## WHAT THE TASK ASKS
Repeat word for word the part of the episode summary starting with "Smith outlines his" and going on through "the pandemic continues.".

## SUPPLIED TEXT

She begins by talking to two organizers of street festivals in New Westminster about the early days of the pandemic, when it began to be obvious that all outdoor events would need to be cancelled.
She discusses this with Angie Whitfield, Program and Events Manager for the Downtown New Westminster BIA, organizer of Fridays on Front and the growing and legendary Columbia Street Food Truck Festival. Angie talks about both the difficult decision made by the board as well as a solution that would keep locals engaged with a downtown hard hit by closures and restrictions. They launch a scavenger hunt that takes individuals and families through the downtown area each weekend and highlights both downtown New West business and local public art.
Also, on hand is Douglas Smith, organizer for the Uptown Live event and Managing Partner of Alliance West Sports and Entertainment. As an event organizer, Douglas has a unique view of the impact of the pandemic on his industry and the locals who look forward to the summer event. His solution is a special live show at the iconic Massey Theatre, host to live theatre and music that has been dark since the beginning of the pandemic. They put together a series of live concerts with six bands that showcases both the concert venue and the bands, streamed live and available after for everyone to enjoy.
Smith outlines his plans for the following summer, when he predicts that many will still be uneasy going to a large gathering of several thousand for live music. With cameras to broadcast a live stream of Uptown Live he envisions a new way to bring live music to everyone in the New Westminster area and beyond. He also talks about the migration of many live music venues to paid live stream events as the pandemic continues.
Susan Greig has a different set of problems to solve, as the owner of the Braid Street Studios. Situated in an old distillery, it housed studios for 50 artists from painters and jewelry designers to singers and writers before the pandemic. But with the closure of public spaces and the cancellation of the weddings and events that helped to keep the doors open, Susan is struggling to keep art alive. She tells interviewer Loubert that she is down to 18 artists, as they begin to host online Paint Night Parties and restart their monthly Open House. With plans already in place to move the studio out of the building, scheduled for demolition next year as the entire block is being developed into a school/retail/condo complex, she will need to get creative to keep her cohort of artists together.
Finally – a discussion with C.S. (Fergie) Fergusson, costume designer for theatre and Darren Snesar, bass player for rock band Alice Hardy. As creatives on the forefront of live entertainment, they talked about the fears and obstacles that came up for them as the pandemic became a reality. From theatres closing to music venues going out of business, the challenges were great. Fergie talks about her own struggles with getting her industry to understand that full closure was the only answer to a pandemic, something she understood from her early days working with emergency crews. Darren talks about the luck of having a barn for rehearsal space and the frustrations of writing an album through digital communication. But even going digital has its challenges, and both artists talk about what worked what didn’t and what they think will be the new direction for their industries.
The episode closes with a hope that artists and organizers will find new ways to adapt to this continuing pandemic, as the end still seems a long way off. But creativity is always hopeful, and so is our narrator that in the end we will all find our ways through this pandemic and rekindle our joy in life.

## DATASET
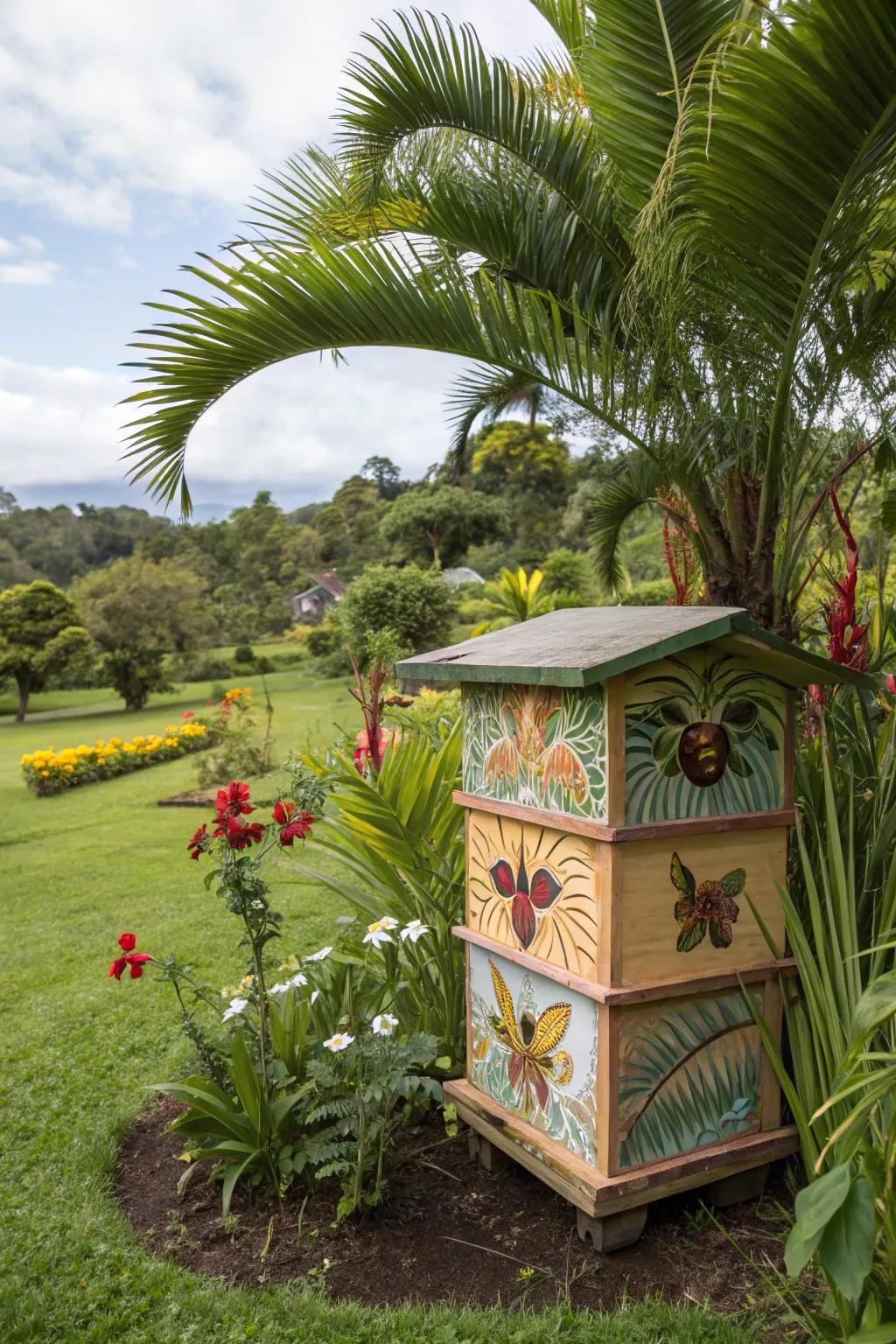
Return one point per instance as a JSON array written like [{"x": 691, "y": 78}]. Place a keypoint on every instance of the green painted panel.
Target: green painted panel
[
  {"x": 540, "y": 746},
  {"x": 704, "y": 738},
  {"x": 688, "y": 1075},
  {"x": 535, "y": 1048}
]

## WRITTEN RESPONSE
Smith outlines his plans for the following summer, when he predicts that many will still be uneasy going to a large gathering of several thousand for live music. With cameras to broadcast a live stream of Uptown Live he envisions a new way to bring live music to everyone in the New Westminster area and beyond. He also talks about the migration of many live music venues to paid live stream events as the pandemic continues.